WHAT TO WORK ON
Pull out every line in the material below that contains the string "plaque" and copy each of those lines in full.

INPUT RECORDS
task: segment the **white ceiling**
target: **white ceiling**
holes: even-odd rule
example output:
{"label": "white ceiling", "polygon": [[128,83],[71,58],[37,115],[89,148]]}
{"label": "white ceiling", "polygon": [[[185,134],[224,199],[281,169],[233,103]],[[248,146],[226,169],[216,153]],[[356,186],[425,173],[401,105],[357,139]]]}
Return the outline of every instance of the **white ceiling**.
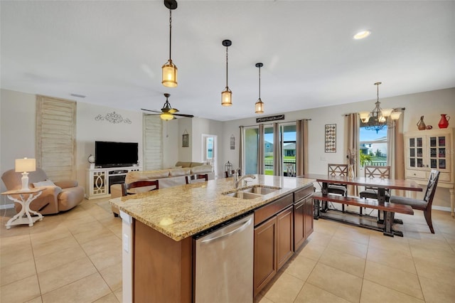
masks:
{"label": "white ceiling", "polygon": [[[1,88],[220,121],[455,87],[455,1],[1,1]],[[370,37],[355,41],[357,31]],[[220,105],[230,39],[233,105]],[[75,98],[70,94],[86,95]],[[360,109],[370,110],[372,108]]]}

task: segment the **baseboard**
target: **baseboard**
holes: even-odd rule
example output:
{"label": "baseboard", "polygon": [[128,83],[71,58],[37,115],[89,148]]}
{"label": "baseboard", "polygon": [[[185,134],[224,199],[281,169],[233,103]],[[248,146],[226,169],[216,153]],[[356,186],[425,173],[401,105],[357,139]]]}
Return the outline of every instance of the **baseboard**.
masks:
{"label": "baseboard", "polygon": [[449,212],[451,211],[451,210],[450,209],[450,207],[437,206],[435,206],[435,205],[432,205],[432,209],[436,209],[437,211],[449,211]]}
{"label": "baseboard", "polygon": [[3,204],[0,205],[0,209],[14,208],[14,204]]}

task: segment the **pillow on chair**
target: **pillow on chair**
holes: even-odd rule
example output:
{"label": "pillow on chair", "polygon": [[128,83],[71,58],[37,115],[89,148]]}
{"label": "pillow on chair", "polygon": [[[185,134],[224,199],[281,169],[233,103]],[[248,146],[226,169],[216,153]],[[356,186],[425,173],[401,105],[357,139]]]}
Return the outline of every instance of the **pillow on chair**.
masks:
{"label": "pillow on chair", "polygon": [[55,186],[55,184],[53,181],[49,179],[46,179],[44,181],[41,181],[40,182],[35,182],[33,184],[33,187],[40,187],[40,186]]}

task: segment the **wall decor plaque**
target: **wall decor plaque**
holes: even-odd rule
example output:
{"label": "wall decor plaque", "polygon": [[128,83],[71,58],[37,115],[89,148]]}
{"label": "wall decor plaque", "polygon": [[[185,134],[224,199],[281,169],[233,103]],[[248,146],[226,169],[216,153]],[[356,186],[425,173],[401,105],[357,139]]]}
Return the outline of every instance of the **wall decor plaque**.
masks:
{"label": "wall decor plaque", "polygon": [[336,152],[336,124],[326,124],[325,152]]}

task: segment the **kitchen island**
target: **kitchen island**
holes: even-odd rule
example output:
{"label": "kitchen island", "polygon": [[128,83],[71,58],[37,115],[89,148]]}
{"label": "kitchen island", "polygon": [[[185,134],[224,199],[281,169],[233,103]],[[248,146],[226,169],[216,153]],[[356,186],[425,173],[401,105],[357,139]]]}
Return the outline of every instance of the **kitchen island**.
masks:
{"label": "kitchen island", "polygon": [[[277,260],[279,259],[280,245],[273,245],[275,248],[270,255],[275,261],[271,272],[258,266],[260,263],[257,262],[268,254],[255,256],[255,267],[257,267],[255,293],[259,291],[258,287],[263,287],[274,275],[273,272],[276,273],[298,249],[296,243],[301,245],[301,238],[312,231],[312,201],[308,197],[313,190],[313,180],[255,176],[256,179],[242,189],[264,187],[268,188],[267,193],[231,196],[239,188],[234,188],[232,178],[226,178],[110,200],[109,203],[121,211],[123,220],[124,302],[132,302],[133,299],[134,302],[191,302],[195,271],[193,236],[248,213],[255,213],[255,254],[261,247],[260,239],[267,238],[269,230],[272,230],[272,238],[277,240],[280,239],[277,235],[280,223],[287,223],[291,227],[281,237],[282,243],[286,243],[284,246],[291,252],[282,254],[284,257]],[[249,198],[242,198],[247,196]],[[311,230],[303,228],[304,225],[301,228],[300,223],[304,224],[303,217],[294,220],[296,207],[299,210],[296,213],[304,213],[300,211],[304,208],[297,206],[301,202],[306,206],[305,226],[311,226]],[[291,216],[288,215],[289,211]],[[294,226],[294,221],[299,225]],[[269,225],[277,228],[264,229]],[[294,233],[296,227],[299,231]],[[265,232],[256,237],[256,229]],[[296,236],[299,240],[294,241]],[[266,240],[265,243],[270,242],[269,238]],[[260,250],[264,251],[264,248]],[[257,272],[258,269],[261,270]],[[264,272],[267,274],[264,279],[257,279],[256,276]]]}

THE COMPLETED TASK
task: segment the **wall decor plaque**
target: **wall decor plaque**
{"label": "wall decor plaque", "polygon": [[128,83],[71,58],[37,115],[89,148]]}
{"label": "wall decor plaque", "polygon": [[[185,134],[224,199],[281,169],[233,103]],[[248,146],[226,169],[216,153]],[[356,186],[425,173],[401,105],[357,139]]]}
Return the outline of every instance of the **wall decor plaque**.
{"label": "wall decor plaque", "polygon": [[336,152],[336,124],[326,124],[325,152]]}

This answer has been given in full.